Segment Open

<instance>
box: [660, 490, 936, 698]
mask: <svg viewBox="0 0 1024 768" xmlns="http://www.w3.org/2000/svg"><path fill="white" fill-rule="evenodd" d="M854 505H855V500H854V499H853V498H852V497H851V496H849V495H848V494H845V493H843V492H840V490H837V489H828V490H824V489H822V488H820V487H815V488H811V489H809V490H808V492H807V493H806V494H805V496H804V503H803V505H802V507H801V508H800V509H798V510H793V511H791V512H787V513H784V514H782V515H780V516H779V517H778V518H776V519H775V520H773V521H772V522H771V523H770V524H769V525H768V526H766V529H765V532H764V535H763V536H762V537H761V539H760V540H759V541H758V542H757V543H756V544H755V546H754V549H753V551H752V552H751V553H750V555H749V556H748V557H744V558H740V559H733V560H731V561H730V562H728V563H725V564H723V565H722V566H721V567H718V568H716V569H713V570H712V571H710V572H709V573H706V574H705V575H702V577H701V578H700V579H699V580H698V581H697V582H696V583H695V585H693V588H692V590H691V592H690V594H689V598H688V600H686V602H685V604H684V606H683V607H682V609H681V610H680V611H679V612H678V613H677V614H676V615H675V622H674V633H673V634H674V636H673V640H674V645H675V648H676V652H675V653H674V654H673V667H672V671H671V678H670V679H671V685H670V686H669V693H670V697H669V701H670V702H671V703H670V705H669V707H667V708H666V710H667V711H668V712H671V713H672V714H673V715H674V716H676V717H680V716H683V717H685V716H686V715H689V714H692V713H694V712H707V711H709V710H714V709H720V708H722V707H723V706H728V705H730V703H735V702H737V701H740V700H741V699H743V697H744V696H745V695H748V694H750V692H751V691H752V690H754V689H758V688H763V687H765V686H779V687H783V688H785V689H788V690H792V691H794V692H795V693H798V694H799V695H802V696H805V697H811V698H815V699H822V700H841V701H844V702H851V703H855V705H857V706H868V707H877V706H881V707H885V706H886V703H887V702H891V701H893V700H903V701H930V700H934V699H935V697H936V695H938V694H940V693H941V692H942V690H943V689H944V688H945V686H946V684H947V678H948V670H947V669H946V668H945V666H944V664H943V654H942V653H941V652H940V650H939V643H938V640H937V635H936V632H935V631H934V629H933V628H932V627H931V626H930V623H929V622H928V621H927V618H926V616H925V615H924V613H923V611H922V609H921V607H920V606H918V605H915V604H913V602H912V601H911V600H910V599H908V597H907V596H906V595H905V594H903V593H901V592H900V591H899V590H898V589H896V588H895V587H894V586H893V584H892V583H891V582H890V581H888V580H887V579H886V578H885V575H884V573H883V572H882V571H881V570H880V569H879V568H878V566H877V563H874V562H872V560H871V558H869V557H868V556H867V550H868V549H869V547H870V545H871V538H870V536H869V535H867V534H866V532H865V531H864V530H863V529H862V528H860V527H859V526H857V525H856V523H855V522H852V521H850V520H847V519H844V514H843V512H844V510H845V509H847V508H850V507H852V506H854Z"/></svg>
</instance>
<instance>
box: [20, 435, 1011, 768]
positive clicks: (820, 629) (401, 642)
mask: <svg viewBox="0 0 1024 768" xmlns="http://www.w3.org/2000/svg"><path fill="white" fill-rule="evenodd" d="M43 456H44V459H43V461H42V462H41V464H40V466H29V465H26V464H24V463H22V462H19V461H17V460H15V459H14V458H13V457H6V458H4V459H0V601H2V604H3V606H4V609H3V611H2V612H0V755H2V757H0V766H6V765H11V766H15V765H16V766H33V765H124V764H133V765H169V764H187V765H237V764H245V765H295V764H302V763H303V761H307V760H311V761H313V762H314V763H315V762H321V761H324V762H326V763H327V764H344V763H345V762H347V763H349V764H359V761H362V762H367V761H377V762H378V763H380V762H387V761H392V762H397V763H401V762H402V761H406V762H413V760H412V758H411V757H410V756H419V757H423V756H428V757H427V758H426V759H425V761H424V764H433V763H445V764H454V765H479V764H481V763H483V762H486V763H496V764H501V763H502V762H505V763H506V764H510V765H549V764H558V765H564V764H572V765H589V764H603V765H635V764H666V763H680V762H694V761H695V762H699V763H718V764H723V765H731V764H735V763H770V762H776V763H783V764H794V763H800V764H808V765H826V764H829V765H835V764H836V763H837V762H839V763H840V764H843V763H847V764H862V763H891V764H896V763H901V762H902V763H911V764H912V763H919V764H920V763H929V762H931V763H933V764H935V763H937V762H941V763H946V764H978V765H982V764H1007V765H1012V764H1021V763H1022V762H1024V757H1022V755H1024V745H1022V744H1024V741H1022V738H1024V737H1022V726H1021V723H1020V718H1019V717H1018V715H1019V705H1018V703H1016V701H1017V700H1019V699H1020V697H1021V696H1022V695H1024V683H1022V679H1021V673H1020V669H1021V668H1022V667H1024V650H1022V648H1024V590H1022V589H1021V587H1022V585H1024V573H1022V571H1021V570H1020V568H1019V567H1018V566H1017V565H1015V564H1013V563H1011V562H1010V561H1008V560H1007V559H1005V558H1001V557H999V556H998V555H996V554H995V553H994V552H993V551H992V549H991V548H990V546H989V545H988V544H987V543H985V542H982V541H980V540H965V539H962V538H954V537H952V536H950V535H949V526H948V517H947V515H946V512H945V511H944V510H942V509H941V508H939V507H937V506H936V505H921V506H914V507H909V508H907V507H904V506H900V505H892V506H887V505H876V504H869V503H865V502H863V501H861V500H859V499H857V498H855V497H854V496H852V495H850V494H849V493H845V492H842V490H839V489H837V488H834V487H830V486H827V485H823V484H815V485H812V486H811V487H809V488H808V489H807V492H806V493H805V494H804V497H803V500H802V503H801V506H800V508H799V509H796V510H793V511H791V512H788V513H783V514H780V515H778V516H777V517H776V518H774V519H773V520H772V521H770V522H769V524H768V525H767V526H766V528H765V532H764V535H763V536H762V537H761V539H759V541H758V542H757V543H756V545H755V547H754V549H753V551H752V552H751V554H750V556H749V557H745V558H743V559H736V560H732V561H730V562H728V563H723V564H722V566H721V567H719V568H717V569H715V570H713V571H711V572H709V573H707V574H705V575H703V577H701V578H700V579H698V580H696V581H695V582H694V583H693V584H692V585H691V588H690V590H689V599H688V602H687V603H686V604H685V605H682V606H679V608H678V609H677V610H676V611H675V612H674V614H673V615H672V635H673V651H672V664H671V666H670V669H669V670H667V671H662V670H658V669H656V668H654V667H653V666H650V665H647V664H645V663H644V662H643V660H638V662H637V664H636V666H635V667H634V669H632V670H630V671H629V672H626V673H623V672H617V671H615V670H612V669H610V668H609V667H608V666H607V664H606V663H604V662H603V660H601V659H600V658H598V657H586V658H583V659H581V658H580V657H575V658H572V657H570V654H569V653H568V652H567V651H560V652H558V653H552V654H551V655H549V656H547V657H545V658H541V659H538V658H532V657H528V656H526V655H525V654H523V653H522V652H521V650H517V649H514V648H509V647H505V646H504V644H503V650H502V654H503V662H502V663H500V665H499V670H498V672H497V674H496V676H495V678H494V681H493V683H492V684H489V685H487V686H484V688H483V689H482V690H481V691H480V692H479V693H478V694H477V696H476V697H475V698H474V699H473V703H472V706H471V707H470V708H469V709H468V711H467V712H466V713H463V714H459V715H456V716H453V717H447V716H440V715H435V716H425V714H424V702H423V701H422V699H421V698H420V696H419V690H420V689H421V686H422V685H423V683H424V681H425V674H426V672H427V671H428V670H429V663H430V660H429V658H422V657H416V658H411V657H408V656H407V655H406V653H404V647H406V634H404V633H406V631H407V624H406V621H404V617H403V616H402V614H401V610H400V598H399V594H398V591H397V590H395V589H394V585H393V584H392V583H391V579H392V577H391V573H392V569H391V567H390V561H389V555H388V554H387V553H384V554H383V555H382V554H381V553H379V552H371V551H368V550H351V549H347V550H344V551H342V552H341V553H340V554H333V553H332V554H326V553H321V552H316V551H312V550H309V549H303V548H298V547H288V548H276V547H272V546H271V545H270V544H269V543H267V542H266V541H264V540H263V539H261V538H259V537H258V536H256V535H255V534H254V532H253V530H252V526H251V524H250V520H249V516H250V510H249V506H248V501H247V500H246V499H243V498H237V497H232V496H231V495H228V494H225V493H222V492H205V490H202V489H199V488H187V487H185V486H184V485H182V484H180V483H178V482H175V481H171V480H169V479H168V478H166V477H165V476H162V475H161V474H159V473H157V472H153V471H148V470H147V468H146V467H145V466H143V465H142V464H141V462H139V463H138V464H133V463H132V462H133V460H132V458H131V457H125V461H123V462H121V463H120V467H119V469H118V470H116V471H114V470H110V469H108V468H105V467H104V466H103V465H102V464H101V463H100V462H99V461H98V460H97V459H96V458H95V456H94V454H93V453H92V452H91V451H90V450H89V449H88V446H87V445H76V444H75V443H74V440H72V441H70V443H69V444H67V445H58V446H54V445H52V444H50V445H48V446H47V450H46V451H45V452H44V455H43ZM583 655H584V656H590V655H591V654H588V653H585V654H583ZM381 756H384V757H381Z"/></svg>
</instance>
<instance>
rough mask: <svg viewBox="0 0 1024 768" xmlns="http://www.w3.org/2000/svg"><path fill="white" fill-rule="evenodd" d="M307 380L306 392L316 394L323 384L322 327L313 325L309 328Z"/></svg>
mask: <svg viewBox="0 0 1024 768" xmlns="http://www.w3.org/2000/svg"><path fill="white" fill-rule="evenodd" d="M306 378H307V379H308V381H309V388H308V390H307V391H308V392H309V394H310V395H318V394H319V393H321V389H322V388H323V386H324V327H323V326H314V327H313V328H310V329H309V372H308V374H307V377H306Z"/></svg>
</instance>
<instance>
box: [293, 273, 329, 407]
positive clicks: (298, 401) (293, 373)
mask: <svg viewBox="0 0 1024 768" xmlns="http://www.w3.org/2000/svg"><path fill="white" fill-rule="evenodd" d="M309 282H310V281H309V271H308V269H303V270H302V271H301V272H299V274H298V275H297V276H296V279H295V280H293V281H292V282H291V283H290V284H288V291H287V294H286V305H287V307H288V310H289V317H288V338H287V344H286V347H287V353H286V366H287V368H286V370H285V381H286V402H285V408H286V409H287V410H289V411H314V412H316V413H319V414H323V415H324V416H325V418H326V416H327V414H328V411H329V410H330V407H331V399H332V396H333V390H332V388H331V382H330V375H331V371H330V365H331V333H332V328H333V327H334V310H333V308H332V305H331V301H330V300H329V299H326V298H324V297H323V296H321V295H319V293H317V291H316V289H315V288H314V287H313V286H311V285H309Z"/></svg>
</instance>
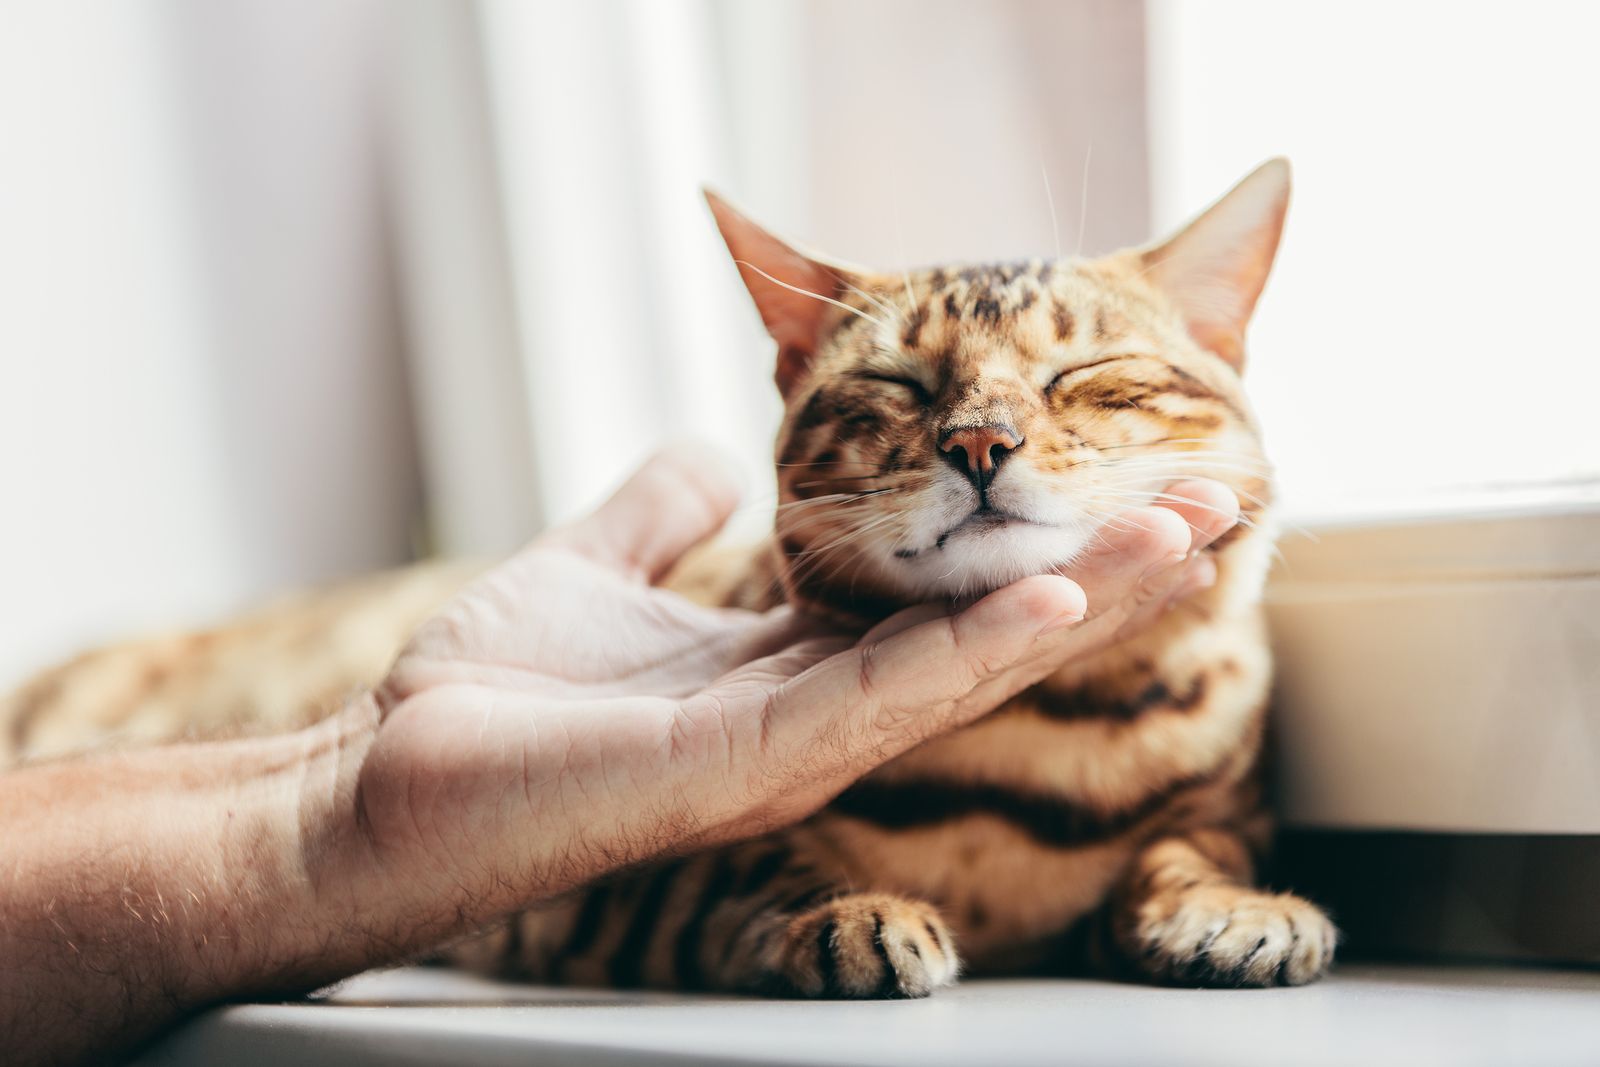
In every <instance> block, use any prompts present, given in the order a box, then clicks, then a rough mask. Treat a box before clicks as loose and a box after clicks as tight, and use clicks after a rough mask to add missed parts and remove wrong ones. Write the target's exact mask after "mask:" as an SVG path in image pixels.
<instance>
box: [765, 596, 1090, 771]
mask: <svg viewBox="0 0 1600 1067" xmlns="http://www.w3.org/2000/svg"><path fill="white" fill-rule="evenodd" d="M1083 611H1085V598H1083V590H1082V589H1078V587H1077V584H1074V582H1070V581H1067V579H1064V577H1058V576H1053V574H1043V576H1035V577H1026V579H1022V581H1019V582H1013V584H1011V585H1006V587H1005V589H1000V590H997V592H992V593H989V595H987V597H984V598H982V600H979V601H978V603H974V605H973V606H970V608H966V609H965V611H962V613H958V614H954V616H949V614H941V616H938V617H933V619H928V621H923V622H918V624H915V625H912V627H909V629H906V630H901V632H898V633H893V635H891V637H886V638H883V640H877V641H866V643H861V645H856V646H854V648H851V649H848V651H845V653H840V654H837V656H832V657H830V659H827V661H824V662H821V664H818V665H816V667H813V669H811V670H808V672H805V673H802V675H800V677H797V678H795V680H794V681H792V683H790V685H787V686H786V688H784V693H782V699H781V707H774V709H773V713H771V721H770V723H768V728H770V729H778V731H782V733H787V734H789V737H787V739H786V741H787V742H789V744H784V745H776V747H774V750H778V752H786V750H794V745H795V744H798V745H800V747H802V750H803V749H810V747H811V745H808V744H806V742H808V741H811V742H814V741H818V739H829V741H830V742H832V752H834V758H835V763H837V765H835V766H834V768H830V769H832V771H834V773H835V774H846V776H856V774H859V773H862V771H864V769H867V768H869V766H874V765H875V763H880V761H882V760H886V758H890V757H891V755H898V753H899V752H904V750H906V749H909V747H910V745H914V744H917V742H920V741H923V739H926V737H930V736H933V734H936V733H942V731H944V729H950V728H952V726H957V725H960V723H962V721H970V720H971V718H976V717H978V715H979V713H982V712H984V710H989V709H987V707H978V705H973V704H971V701H970V699H968V697H970V696H971V694H973V691H974V689H978V688H979V686H987V683H990V681H992V680H994V678H997V677H1002V675H1005V673H1006V672H1010V670H1011V669H1014V667H1016V665H1019V664H1024V662H1027V661H1029V659H1032V657H1034V656H1035V654H1037V653H1035V648H1034V645H1035V641H1037V640H1040V635H1043V633H1048V632H1051V630H1054V629H1059V627H1064V625H1069V624H1070V622H1075V621H1078V619H1082V617H1083ZM1019 688H1021V686H1019ZM1006 696H1010V694H1006ZM782 733H779V734H778V736H779V737H781V736H782Z"/></svg>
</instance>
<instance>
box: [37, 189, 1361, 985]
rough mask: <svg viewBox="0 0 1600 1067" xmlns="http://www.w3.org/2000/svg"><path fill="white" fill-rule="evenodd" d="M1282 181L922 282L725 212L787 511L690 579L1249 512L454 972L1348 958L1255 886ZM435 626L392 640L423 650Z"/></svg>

Segment Closed

- **PROBLEM TO WORK ON**: Copy each line of the data that contains the word "positive".

- **THE ANSWER**:
positive clicks: (820, 629) (401, 642)
positive clicks: (298, 401) (293, 373)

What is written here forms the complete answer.